SUPPLIED DATA:
────────────────

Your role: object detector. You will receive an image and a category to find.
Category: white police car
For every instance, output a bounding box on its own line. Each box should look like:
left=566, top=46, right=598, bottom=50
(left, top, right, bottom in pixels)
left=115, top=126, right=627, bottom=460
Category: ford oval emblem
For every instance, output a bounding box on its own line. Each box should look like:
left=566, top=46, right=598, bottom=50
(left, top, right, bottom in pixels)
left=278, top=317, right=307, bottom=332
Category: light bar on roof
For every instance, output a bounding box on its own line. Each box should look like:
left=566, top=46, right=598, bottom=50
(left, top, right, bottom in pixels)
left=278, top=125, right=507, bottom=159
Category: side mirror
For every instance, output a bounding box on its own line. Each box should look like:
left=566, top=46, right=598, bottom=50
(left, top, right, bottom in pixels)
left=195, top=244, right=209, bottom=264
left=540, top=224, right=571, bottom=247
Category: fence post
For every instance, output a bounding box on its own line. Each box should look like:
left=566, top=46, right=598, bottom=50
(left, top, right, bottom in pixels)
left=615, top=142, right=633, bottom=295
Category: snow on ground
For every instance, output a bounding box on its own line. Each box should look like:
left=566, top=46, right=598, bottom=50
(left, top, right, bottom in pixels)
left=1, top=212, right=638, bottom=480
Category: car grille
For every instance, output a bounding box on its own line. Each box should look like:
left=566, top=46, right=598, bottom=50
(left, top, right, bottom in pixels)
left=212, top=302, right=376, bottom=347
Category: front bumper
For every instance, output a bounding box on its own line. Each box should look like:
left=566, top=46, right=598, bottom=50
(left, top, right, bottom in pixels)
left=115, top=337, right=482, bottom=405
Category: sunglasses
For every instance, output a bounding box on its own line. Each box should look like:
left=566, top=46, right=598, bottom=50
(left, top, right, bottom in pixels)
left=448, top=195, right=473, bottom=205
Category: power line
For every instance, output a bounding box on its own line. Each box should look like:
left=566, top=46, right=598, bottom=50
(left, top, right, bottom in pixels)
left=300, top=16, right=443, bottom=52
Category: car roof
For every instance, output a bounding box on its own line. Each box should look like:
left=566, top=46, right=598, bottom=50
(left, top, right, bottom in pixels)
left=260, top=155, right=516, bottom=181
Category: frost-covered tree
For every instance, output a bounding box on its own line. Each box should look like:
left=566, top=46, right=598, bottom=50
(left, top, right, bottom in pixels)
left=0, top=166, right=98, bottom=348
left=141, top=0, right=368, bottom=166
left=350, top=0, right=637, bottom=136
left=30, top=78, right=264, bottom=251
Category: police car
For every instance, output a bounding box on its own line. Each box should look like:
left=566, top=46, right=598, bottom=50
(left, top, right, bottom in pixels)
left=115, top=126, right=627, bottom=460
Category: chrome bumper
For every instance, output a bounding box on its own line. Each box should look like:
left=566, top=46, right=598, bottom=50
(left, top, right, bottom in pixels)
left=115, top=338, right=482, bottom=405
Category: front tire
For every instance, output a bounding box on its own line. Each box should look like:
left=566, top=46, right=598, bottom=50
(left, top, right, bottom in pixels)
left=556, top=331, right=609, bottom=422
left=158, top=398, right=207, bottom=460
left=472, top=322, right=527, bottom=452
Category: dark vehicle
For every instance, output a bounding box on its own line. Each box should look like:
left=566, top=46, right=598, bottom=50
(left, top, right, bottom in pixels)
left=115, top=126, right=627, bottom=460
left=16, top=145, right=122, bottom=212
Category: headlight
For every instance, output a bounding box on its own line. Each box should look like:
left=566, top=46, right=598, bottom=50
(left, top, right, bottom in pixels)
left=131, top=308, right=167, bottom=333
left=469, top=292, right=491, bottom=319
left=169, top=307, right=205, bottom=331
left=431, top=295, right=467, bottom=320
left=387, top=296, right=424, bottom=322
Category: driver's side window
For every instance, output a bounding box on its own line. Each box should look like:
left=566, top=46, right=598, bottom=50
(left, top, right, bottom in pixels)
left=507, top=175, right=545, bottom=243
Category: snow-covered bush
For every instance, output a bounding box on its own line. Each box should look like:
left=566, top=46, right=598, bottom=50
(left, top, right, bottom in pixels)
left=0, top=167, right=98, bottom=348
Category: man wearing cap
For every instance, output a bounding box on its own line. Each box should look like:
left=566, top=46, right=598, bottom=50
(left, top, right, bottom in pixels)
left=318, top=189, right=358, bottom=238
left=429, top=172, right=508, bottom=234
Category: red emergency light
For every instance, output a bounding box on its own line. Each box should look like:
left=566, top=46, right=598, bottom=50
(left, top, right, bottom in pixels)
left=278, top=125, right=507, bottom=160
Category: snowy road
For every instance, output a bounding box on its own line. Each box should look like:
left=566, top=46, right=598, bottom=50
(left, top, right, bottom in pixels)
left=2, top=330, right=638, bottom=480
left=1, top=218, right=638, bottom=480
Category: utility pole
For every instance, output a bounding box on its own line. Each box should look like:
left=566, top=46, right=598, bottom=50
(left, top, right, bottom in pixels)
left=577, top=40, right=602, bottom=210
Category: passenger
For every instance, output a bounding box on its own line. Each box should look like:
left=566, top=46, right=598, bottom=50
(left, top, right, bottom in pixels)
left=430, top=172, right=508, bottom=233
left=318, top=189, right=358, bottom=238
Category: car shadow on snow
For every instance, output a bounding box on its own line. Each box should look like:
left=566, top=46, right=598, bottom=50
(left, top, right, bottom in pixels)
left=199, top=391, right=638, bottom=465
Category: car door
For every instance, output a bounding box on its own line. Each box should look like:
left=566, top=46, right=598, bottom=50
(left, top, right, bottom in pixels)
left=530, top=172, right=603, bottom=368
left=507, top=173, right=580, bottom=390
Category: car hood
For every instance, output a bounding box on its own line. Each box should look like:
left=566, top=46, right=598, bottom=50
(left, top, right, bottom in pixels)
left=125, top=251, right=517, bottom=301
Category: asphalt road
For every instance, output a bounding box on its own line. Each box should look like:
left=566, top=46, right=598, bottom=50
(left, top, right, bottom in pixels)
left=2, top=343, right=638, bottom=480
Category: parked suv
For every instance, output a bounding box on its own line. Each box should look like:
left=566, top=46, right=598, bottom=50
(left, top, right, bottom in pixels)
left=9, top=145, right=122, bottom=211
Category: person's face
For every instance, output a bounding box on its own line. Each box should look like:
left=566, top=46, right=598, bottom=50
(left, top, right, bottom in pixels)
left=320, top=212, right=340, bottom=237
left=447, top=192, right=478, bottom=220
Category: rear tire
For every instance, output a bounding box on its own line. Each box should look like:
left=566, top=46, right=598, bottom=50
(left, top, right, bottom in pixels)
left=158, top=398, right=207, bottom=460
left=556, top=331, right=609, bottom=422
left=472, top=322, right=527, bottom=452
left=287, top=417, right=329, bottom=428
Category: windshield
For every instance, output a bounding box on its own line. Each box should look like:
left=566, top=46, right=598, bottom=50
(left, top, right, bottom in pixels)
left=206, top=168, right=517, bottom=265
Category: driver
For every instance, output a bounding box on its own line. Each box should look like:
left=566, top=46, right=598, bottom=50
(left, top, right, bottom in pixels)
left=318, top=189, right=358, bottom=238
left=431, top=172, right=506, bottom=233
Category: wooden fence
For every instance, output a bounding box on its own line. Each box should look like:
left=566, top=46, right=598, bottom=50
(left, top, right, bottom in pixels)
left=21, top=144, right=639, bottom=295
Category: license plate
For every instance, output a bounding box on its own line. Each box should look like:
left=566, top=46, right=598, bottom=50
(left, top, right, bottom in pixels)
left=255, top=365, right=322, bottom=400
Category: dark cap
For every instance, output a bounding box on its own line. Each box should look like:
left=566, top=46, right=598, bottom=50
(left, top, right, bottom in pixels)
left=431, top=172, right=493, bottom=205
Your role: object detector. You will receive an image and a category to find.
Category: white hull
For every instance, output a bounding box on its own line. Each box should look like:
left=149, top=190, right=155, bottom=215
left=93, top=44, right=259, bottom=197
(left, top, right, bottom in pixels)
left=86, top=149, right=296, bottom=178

────────────────

WHAT THE TASK REQUIRES:
Please recast the lines above, from the very first one through the line containing "left=278, top=317, right=307, bottom=332", as a numbered list, leaving out any blank lines.

PROBLEM SOLUTION:
1. Your role: object detector. You will receive an image and a category to find.
2. Category: white police car
3. For every instance, output a bounding box on its own line. Each box should look like:
4. left=566, top=46, right=598, bottom=50
5. (left, top, right, bottom in pixels)
6. left=115, top=126, right=627, bottom=460
7. Category: ford oval emblem
8. For every instance, output a bounding box on its own line. Each box should look like:
9. left=566, top=46, right=598, bottom=50
10. (left, top, right, bottom in pixels)
11. left=278, top=317, right=307, bottom=332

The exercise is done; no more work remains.